◆ Records from a collection:
━━━

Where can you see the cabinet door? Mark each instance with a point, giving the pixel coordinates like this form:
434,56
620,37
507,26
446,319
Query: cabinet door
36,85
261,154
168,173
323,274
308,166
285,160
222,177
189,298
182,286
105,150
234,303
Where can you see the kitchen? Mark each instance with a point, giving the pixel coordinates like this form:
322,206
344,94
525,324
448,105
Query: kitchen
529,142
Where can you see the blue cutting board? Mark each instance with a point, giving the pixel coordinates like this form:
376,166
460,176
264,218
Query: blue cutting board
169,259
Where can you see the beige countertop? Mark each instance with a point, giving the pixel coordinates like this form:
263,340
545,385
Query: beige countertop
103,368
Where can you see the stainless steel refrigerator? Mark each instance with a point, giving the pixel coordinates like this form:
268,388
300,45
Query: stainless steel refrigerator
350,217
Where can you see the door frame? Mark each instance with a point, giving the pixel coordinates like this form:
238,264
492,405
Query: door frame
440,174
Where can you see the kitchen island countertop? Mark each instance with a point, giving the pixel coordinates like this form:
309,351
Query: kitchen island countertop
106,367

━━━

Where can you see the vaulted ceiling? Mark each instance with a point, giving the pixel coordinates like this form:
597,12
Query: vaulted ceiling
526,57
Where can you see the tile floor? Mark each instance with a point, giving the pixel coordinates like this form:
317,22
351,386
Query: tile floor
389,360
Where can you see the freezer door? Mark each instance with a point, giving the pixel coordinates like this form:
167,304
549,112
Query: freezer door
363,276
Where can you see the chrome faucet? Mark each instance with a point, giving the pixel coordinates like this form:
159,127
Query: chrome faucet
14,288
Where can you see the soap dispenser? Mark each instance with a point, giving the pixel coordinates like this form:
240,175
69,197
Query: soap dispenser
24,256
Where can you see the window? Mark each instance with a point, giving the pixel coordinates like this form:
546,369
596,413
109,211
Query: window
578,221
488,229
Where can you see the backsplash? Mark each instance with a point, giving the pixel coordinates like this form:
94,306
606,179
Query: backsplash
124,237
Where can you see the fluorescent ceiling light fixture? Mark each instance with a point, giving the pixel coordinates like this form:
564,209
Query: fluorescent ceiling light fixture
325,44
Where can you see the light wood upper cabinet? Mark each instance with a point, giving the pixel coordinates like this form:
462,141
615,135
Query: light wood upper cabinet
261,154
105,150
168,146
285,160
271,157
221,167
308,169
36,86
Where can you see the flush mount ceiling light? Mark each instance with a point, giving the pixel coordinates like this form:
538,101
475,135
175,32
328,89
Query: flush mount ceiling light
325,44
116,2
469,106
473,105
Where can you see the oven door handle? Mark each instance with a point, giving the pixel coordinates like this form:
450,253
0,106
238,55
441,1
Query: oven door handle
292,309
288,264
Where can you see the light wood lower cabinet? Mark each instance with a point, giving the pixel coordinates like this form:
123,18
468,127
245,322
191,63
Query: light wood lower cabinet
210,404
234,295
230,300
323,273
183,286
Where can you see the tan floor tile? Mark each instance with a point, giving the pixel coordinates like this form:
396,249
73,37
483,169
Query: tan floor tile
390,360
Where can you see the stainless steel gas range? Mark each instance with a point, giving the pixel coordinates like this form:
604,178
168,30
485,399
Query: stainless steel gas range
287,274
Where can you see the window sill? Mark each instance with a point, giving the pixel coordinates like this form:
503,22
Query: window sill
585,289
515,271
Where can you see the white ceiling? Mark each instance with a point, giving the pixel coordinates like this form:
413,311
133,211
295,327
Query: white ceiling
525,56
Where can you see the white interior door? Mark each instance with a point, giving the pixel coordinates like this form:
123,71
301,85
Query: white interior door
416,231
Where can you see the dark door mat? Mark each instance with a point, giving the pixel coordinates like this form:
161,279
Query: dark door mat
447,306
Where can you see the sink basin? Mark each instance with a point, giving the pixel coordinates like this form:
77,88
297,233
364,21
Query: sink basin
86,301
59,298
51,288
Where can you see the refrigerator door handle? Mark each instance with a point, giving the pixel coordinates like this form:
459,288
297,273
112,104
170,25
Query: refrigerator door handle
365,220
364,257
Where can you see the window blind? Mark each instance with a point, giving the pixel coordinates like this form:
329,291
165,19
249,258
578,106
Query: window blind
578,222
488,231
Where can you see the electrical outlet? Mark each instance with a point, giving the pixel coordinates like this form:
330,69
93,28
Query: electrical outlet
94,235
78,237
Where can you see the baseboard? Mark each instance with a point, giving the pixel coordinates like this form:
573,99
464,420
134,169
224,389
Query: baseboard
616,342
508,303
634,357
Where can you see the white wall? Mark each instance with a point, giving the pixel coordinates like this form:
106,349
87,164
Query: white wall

━━━

◆ Task:
Return the rows word for word, starting at the line that contains "Where can you see the window blind?" and running up to and including the line that contains "Query: white wall".

◆ Exercise solution:
Where can you see the window blind? Mark each instance with a point, giving the pixel coordinates like this form:
329,291
165,19
249,258
578,106
Query: window blind
578,222
488,231
Where can you see the electrical outlet? Mark each instance with a point, giving the pixel coordinates like this form:
330,69
93,28
Query: electrical outlet
94,235
78,237
Where can you see the baseboard? Mark each instance with a point, giving the pixel coordinates like this form:
573,99
464,420
134,169
224,389
Query: baseboard
616,342
508,303
634,357
Where can you see the white wall? Mark each instance with a point, giving the pixel coordinates like this form:
106,349
87,164
Query: white wall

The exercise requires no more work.